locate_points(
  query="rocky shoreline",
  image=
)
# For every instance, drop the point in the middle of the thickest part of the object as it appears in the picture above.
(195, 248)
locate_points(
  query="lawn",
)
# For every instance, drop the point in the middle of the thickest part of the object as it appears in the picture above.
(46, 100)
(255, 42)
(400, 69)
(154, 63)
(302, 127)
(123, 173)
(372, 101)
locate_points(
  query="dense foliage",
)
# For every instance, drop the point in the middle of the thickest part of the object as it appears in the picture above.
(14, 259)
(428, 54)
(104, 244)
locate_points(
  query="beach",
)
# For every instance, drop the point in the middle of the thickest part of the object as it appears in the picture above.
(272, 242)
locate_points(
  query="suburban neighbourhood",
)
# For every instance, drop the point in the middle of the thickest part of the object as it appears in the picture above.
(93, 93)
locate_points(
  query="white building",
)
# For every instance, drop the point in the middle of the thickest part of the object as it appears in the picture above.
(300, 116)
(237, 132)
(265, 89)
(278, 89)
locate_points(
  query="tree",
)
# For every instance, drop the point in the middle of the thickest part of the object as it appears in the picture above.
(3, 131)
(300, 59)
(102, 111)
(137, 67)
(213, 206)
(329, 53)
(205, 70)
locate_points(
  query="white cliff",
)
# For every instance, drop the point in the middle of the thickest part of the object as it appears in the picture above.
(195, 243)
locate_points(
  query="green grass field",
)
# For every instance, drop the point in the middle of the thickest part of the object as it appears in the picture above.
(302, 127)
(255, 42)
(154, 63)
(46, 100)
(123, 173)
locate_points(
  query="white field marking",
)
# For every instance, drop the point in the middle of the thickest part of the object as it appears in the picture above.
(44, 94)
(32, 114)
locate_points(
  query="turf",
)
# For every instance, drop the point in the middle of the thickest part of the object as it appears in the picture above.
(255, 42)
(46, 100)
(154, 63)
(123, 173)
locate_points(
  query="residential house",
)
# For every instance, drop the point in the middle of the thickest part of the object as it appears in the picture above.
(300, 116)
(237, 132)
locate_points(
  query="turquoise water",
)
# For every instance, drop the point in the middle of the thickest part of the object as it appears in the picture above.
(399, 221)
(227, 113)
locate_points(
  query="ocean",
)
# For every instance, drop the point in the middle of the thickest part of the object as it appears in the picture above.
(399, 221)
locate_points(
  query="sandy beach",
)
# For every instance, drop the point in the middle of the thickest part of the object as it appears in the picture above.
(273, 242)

● **Exercise**: Every line of the entries above that includes "field" should be copied.

● **Written answer**:
  query="green grass field",
  query="white field marking",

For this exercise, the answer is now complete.